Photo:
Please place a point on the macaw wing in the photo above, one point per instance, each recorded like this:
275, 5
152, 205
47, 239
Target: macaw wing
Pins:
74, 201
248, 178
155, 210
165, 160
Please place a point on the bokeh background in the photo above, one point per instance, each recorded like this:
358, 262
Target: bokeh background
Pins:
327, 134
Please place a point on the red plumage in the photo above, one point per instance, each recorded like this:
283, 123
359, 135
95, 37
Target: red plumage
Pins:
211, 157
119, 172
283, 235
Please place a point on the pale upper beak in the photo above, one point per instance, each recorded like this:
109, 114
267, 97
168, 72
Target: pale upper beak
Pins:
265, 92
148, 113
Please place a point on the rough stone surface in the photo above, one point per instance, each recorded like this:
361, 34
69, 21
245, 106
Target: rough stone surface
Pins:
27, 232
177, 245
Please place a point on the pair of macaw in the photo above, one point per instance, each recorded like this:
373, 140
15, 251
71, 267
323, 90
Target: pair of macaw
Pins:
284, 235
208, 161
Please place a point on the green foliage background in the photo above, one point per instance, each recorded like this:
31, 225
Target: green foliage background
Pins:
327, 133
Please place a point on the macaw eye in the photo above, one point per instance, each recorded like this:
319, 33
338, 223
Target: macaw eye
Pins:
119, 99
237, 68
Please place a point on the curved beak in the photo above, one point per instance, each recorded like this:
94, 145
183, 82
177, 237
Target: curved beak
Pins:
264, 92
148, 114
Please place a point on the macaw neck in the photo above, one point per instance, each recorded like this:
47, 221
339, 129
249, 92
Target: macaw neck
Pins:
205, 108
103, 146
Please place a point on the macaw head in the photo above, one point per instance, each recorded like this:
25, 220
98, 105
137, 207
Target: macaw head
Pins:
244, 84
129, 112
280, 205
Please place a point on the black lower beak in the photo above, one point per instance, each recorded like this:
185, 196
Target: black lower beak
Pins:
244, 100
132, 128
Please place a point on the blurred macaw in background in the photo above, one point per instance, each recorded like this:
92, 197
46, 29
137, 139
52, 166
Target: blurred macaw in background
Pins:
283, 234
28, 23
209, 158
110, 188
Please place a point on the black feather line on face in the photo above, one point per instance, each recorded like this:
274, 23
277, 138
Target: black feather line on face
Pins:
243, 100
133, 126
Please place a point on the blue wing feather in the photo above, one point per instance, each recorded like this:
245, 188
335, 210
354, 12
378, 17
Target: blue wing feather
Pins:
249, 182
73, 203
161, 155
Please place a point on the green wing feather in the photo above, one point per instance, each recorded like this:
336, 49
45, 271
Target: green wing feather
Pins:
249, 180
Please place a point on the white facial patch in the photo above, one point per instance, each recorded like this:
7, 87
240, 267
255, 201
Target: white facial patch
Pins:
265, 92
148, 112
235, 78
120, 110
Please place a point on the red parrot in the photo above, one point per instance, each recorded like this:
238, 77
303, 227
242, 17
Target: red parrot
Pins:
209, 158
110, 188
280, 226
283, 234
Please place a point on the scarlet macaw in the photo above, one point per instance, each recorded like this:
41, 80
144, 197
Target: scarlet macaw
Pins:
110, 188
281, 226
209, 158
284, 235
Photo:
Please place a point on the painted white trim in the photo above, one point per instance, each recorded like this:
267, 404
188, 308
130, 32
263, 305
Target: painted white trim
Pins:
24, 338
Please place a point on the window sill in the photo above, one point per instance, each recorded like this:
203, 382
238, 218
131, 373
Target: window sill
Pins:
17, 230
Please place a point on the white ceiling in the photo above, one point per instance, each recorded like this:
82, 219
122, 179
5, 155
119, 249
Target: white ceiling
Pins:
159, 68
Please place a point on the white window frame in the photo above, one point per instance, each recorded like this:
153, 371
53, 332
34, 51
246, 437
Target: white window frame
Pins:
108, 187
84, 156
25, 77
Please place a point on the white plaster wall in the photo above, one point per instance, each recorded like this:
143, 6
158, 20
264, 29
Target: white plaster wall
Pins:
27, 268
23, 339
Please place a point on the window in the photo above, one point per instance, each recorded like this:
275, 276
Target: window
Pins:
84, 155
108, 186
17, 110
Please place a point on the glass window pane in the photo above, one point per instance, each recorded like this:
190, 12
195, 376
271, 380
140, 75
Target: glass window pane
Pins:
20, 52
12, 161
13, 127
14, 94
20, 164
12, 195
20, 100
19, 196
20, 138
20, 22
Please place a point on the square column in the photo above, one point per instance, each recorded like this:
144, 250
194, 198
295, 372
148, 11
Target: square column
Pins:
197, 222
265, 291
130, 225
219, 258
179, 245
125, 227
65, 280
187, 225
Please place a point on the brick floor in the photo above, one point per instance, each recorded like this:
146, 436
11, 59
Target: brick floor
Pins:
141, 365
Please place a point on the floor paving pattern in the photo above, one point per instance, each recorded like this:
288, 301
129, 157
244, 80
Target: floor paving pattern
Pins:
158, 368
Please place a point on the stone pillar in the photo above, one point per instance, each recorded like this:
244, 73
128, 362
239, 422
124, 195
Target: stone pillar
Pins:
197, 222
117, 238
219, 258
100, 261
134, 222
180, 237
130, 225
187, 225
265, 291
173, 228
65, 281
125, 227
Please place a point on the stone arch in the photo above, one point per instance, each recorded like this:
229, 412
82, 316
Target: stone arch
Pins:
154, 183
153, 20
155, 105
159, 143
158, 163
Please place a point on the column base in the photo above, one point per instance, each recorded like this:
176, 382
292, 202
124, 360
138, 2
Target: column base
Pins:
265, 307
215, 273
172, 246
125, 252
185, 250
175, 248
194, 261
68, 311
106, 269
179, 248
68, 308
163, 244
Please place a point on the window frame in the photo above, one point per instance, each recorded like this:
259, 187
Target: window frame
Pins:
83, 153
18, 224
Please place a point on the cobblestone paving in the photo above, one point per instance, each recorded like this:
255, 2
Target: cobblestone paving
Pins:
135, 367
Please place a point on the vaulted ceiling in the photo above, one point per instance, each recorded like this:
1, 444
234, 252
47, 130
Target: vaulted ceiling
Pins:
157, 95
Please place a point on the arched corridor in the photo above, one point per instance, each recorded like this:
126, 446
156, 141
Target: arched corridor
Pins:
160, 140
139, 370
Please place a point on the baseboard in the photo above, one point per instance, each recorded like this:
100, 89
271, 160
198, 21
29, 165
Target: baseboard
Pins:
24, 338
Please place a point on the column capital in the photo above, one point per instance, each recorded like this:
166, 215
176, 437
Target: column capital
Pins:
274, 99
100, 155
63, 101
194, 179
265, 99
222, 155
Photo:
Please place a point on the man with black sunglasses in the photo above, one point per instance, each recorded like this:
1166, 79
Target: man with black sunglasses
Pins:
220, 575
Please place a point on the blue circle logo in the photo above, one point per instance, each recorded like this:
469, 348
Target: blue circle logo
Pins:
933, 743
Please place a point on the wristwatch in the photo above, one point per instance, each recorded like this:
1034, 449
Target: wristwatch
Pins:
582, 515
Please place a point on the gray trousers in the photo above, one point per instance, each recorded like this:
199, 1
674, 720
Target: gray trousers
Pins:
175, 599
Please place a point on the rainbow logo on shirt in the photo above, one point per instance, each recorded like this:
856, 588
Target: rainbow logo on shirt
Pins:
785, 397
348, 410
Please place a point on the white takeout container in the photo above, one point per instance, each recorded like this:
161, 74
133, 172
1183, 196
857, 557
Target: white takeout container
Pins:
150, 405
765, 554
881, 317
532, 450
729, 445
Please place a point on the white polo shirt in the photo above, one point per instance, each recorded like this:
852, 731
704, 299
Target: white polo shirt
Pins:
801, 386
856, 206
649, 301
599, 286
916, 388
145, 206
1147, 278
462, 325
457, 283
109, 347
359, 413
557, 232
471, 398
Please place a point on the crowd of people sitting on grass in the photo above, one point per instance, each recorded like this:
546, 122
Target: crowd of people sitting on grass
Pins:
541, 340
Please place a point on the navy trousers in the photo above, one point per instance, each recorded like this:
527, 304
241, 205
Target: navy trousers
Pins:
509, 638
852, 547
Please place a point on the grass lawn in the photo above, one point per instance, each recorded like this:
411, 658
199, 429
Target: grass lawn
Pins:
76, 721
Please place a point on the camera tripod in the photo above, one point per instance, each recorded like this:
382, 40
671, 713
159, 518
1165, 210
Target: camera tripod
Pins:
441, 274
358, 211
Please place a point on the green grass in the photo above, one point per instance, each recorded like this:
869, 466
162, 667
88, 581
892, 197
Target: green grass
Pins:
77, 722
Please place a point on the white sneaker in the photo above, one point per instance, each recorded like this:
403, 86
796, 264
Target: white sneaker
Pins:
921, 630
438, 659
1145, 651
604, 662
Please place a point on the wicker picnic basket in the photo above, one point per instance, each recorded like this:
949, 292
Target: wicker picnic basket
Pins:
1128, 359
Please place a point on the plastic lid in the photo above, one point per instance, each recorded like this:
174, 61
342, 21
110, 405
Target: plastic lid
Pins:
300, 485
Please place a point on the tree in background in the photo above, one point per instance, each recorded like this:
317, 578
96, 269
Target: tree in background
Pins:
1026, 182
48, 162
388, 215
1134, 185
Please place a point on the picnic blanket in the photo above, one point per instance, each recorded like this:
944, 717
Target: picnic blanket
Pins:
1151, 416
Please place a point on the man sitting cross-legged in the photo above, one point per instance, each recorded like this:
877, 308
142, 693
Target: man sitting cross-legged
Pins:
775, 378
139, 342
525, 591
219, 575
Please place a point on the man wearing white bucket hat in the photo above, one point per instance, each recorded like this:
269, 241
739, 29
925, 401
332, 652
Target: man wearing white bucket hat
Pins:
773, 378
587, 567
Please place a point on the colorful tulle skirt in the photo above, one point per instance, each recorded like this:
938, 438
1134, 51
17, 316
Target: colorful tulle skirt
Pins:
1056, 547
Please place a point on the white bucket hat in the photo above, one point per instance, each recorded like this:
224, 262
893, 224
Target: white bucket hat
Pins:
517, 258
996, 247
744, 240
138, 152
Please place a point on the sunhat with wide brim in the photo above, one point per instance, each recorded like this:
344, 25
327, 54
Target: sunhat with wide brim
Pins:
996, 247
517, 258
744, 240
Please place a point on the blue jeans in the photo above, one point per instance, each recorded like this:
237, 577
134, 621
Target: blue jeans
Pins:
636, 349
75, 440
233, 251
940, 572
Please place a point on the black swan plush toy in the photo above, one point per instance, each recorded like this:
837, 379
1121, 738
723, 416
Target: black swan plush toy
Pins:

---

Exercise directions — Only the lines from the one that contains "Please place a point on the man wearing" to the end of the data should be output, exactly as they appear.

Exercise output —
Please place a point on the man wearing white bucket hat in the photo above, one point per instance, each recorded like this:
269, 241
739, 29
925, 401
332, 652
Target: man wearing white bucket hat
Pins:
773, 378
587, 567
Please place a point on the colorful tulle skirt in the photo above, one point per instance, each recorded like this:
938, 438
1134, 51
17, 316
Target: colorful tulle skirt
Pins:
1056, 547
Please place a point on the white bucket hat in the photo above, one point per instance, each recorded like this:
224, 262
893, 224
Target: white bucket hat
Pins:
517, 258
996, 247
744, 240
138, 152
Please place a point on the sunhat with wide brim in the photo above, one point per instance, each recorded like this:
344, 25
327, 54
Target: sunhat with wide brim
Pins:
996, 247
517, 258
744, 240
Please place a point on the blue jeans in the photo above, one point per instance, each recorded like this:
237, 577
134, 621
Target: blue jeans
Pins:
636, 349
75, 440
233, 251
940, 572
Please place a point on the black swan plush toy in the photo above, one point per instance, each recorded like this:
837, 379
1121, 738
723, 416
Target: black swan plush toy
Pins:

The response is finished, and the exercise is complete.